As for the rest, please be specific in your complaints. Vaguely waving hands doesn't give me much feedback.

Here is a specific example to illustrate what I mean.

[...]I didn't say that I consider cache optimisation unimportant. I do doubt that it is possible, in a meaningful way, for cross-platform development, or even practical for most purposes unless it is performed by compilers or interpreters tuned to the target platform.[...]
[...]With cache optimization, we need to specify our goals first. If your goal is to achieve a universal large win, or to achieve any kind of ideal optimization, then optimizing cache coherency is an impossible ideal. But that isn't my goal. My goal would be to have data structures which will tend to perform better. And that is quite possible.[...]
[...]. Instead, you introduce a subject vaguely related to the original subject matter, open with an obvious counter to a non-sequita not in in discussion, and then support that obvious arguement at length, with the implication that if you said "it is", then your opponent must have already said it isn't.[...]
I could have taken that particular thread back further, but that is far enough.

(Data items)
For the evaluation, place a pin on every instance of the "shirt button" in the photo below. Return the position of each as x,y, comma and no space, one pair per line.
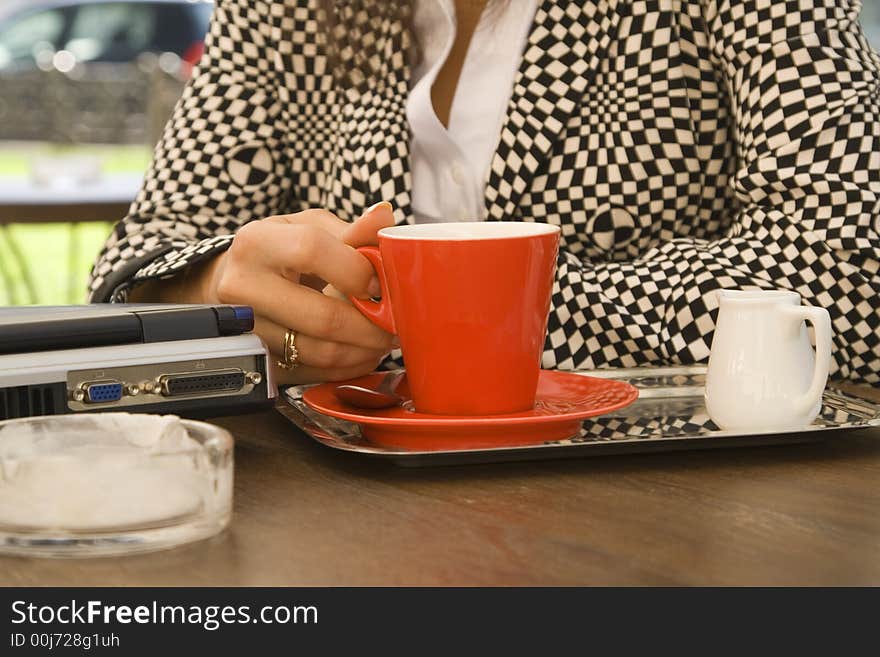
457,173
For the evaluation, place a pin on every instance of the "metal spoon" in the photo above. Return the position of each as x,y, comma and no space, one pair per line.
382,396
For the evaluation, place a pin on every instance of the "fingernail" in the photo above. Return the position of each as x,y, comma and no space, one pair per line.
378,205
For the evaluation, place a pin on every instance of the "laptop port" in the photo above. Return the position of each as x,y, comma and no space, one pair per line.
195,383
102,392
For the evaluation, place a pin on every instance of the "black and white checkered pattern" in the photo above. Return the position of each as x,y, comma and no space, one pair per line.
682,147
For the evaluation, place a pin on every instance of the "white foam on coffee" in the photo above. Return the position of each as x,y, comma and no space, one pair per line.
473,230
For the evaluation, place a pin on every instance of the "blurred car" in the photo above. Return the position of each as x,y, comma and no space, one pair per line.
63,33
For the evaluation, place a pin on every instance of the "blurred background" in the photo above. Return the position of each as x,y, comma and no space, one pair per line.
85,89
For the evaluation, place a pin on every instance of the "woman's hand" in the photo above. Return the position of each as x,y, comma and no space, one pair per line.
279,266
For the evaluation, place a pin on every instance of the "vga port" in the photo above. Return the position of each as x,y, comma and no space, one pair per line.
102,392
194,383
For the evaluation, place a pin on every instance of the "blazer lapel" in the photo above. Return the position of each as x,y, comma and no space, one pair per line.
377,147
566,41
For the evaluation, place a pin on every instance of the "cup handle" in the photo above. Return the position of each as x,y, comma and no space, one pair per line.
378,312
821,321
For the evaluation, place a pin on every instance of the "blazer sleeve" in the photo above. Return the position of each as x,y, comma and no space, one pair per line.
805,90
219,164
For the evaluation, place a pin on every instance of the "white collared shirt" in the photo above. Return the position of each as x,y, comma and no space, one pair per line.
450,167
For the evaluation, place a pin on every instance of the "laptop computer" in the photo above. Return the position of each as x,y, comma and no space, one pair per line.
195,361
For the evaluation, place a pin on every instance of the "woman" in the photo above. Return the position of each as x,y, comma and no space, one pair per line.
683,146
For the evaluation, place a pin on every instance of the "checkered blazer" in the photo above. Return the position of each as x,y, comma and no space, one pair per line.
682,145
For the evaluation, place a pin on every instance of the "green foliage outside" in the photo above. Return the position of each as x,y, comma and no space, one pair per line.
58,257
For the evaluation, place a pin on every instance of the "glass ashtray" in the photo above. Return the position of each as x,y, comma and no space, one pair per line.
108,484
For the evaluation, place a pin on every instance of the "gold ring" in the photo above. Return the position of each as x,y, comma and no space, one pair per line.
289,353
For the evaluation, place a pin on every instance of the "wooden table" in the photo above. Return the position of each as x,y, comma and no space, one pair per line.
306,515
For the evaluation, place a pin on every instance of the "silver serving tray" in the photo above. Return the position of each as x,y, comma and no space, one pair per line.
670,414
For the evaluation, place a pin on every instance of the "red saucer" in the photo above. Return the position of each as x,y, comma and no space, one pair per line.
563,400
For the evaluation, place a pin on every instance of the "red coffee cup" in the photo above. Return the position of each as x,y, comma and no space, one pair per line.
469,302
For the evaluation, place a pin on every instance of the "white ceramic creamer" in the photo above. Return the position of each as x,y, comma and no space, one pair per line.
763,374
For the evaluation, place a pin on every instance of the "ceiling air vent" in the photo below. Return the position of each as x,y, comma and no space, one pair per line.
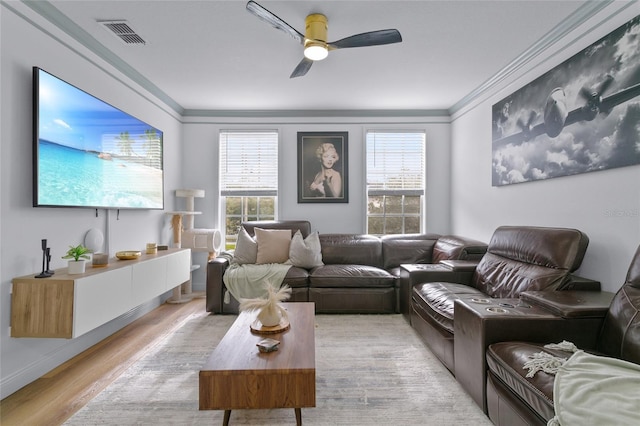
123,31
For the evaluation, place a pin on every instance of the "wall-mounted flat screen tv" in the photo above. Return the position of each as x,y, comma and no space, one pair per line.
86,153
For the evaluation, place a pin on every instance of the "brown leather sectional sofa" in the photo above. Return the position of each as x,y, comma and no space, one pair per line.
360,273
514,399
518,258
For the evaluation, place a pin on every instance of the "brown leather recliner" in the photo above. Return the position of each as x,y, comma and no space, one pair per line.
514,399
518,258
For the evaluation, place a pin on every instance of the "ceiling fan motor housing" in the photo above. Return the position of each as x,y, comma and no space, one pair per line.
316,32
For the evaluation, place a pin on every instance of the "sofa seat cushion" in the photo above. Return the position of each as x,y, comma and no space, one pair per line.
437,300
350,276
296,277
505,361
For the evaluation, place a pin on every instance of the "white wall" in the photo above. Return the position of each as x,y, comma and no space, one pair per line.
23,46
605,204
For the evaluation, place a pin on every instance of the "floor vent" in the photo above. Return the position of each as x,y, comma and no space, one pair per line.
123,31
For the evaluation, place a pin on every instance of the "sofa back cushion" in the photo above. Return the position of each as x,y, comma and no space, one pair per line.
620,333
408,248
351,249
521,258
453,247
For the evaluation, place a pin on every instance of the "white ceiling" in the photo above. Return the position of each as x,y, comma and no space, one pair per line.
214,55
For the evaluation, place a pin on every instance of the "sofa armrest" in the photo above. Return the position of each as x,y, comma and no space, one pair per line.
580,283
461,265
417,273
457,247
215,285
571,304
478,324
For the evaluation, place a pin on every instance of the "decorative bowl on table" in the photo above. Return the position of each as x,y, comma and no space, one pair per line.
128,255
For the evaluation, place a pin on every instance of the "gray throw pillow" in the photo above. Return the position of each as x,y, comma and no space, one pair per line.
305,252
246,248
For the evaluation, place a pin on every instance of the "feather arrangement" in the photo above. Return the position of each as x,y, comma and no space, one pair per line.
270,309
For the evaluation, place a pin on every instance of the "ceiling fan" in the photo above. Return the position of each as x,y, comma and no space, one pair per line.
315,42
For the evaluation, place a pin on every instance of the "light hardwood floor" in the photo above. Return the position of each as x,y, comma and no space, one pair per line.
57,395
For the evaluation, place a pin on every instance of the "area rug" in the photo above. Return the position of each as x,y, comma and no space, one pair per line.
370,370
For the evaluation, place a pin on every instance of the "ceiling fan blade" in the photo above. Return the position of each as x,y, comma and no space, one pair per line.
274,21
372,38
302,68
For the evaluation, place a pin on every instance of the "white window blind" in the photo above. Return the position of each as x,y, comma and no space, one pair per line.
395,163
248,163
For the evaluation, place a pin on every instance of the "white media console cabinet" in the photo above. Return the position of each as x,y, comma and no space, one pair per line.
67,306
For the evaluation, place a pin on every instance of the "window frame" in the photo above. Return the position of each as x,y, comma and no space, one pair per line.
382,192
245,194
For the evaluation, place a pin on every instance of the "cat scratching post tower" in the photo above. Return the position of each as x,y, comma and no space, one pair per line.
201,240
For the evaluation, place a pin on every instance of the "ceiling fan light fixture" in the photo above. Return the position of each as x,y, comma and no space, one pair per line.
315,51
315,44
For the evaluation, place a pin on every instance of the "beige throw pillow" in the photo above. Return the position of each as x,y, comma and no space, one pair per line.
305,253
246,248
273,245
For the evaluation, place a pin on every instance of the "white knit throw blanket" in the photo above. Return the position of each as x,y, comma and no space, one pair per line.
544,361
590,389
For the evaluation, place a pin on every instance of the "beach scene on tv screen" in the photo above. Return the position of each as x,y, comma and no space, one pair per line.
92,154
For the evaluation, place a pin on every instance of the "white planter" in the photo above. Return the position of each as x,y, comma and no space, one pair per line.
76,267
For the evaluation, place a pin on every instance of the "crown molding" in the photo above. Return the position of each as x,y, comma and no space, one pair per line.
581,15
60,20
577,18
316,113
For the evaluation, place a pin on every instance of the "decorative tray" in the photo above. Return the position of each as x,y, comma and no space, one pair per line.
128,255
258,328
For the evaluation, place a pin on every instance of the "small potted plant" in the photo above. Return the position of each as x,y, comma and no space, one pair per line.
77,256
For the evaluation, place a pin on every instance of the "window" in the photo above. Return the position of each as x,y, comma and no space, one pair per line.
395,182
248,179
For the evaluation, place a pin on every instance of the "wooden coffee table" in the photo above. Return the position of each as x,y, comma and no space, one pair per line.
238,376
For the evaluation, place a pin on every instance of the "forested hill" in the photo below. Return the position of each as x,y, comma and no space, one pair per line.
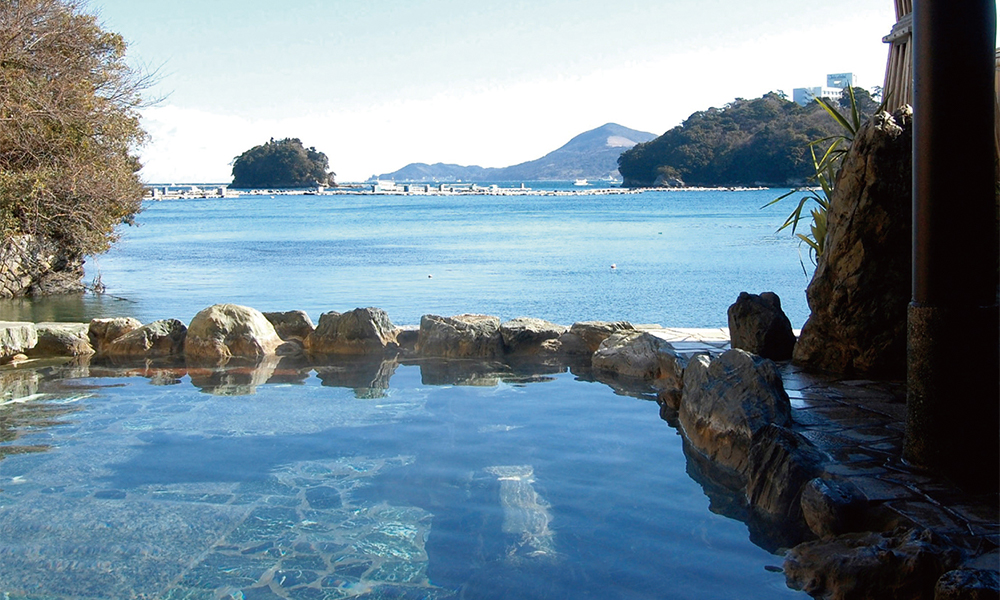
590,155
763,141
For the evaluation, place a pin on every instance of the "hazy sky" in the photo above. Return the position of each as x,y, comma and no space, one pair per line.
377,84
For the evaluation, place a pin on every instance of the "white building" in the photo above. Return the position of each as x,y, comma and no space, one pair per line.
835,84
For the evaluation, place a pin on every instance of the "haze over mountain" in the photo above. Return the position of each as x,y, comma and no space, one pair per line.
590,155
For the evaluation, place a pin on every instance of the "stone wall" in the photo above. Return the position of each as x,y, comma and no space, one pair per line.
37,266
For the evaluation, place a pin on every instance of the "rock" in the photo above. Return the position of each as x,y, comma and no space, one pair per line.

Problems to work on →
[A] Write out every sentence in the forum excerpt that contains the word "goal" or "goals."
[B] Copy the forum excerpt word for word, starting with "As for the rest, please" and going on through "what I mean.".
The listing plays no part in this.

Solutions in order →
[A]
With cache optimization, we need to specify our goals first.
If your goal is to achieve a universal large win, or to achieve any kind of ideal optimization, then optimizing cache coherency is an impossible ideal.
But that isn't my goal.
My goal would be to have data structures which will tend to perform better.

[B]
As for the rest, please be specific in your complaints. Vaguely waving hands doesn't give me much feedback.

Here is a specific example to illustrate what I mean.